◆ TASKS TO COMPLETE:
**A.** List every organization that the excerpt on COVID-19 testing in Nepal below mentions by name.
**B.** Extend the excerpt on COVID-19 testing in Nepal below by writing the passage that follows its final sentence.

◆ SELECTED EXTRACT:
The positivity rate was 31 percent on Thursday while a rate of anything higher than 5 percent is considered to be a situation out of control, according to the World Health Organization.
The Ministry of Health and Population reported 5,825 new infections and 75 deaths on Thursday. The total number of infections now stands at 576,396 of which 101,839 are active. The total death toll stands at 7,630.
There are simply not enough tests being conducted.
Nepal’s 90-odd polymerase chain reaction test laboratories have the capacity of testing a little more than 20,000 samples a day and that capacity has not been increased even while the second wave of the pandemic continues to rage across the country.
Authorities have instead opted for antigen tests with 1.7 million testing kits Nepal received from donors.
Antigen tests have been increasing gradually but positivity rates in these are also dangerously high. On Thursday, of the 3,211 tests, 1,000 were positive, according to the Ministry of Health and Population. (The Post does not include antigen tests in its records.)
The ministry aimed to conduct 25,000 daily antigen tests but blamed the local governments’ reluctance to conduct them for the low numbers.

◆ COLLECTED DATA:
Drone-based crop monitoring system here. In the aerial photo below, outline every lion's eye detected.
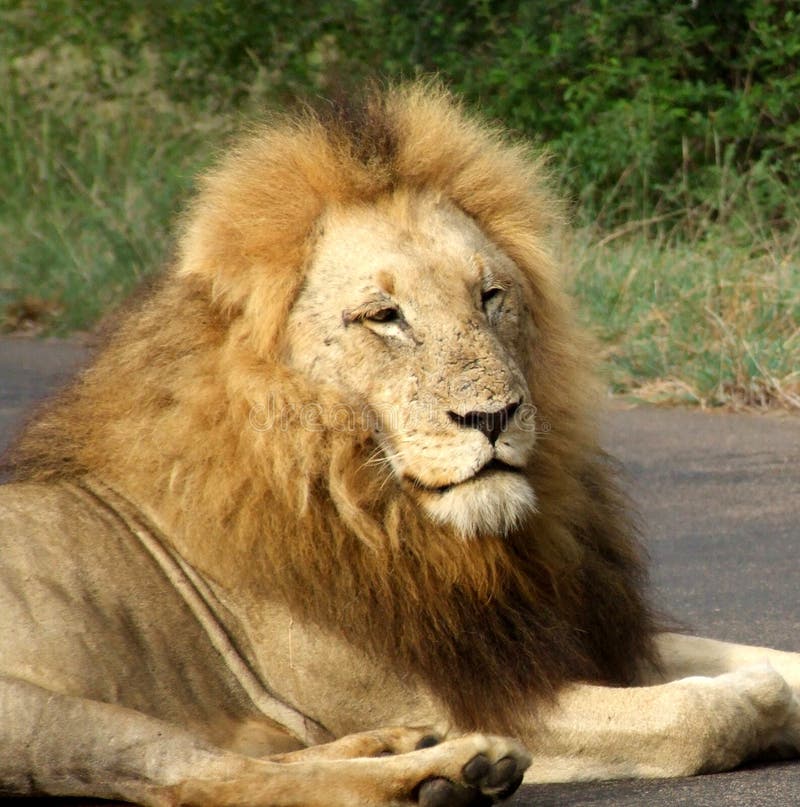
[481,286,503,311]
[364,306,400,322]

◆ EXERCISE RESPONSES:
**A.**
World Health Organization
Ministry of Health and Population
The Post

**B.**
Meanwhile, Valley authorities may have lifted some restrictions starting Friday like allowing grocery stores to open in the mornings, but experts warn against complacency.
“But at the same time we should not forget that the pandemic is not yet over,” said Karmacharya, of Dhulikhel Hospital.
He points out that last year the number of infections actually increased after the four-month countrywide lockdown was lifted in July and three-week prohibitory orders lifted in early September.
During the first wave the highest number of daily infections was recorded on October 21 with 5,743 new cases.
“We should not forget that the peak of the first wave of infections was reached after lifting all restrictions,” said Karmacharya. “A secondary wave could come after the restrictions are lifted.”
Doctors stressed that authorities concerned should know about the infection status before lifting the restrictions.
But instead science seems to have taken a backseat and the administrators are taking decisions.
According to experts, new infections might have lowered of late but the decision to let the grocery shops open until 9 in the morning and allowing trucks carrying construction materials in the night is not convincing.
“Our main goal of breaking the chain of transmission might not be served if grocery stores are allowed to open for a limited time as people could crowd the stores for daily essentials,” Dr Sher Bahadur Pun, chief of Clinical Research Unit at Sukraraj Tropical and Infectious Disease Hospital, told the Post. “Similarly, viruses spread even at night.”
He said that authorities should instead focus on managing crowds, ensuring social distancing and enforcing safety measures strictly.
Besides these, risk communication remains equally important and this means launching awareness drives for behavioural change following public health measures, doctors say.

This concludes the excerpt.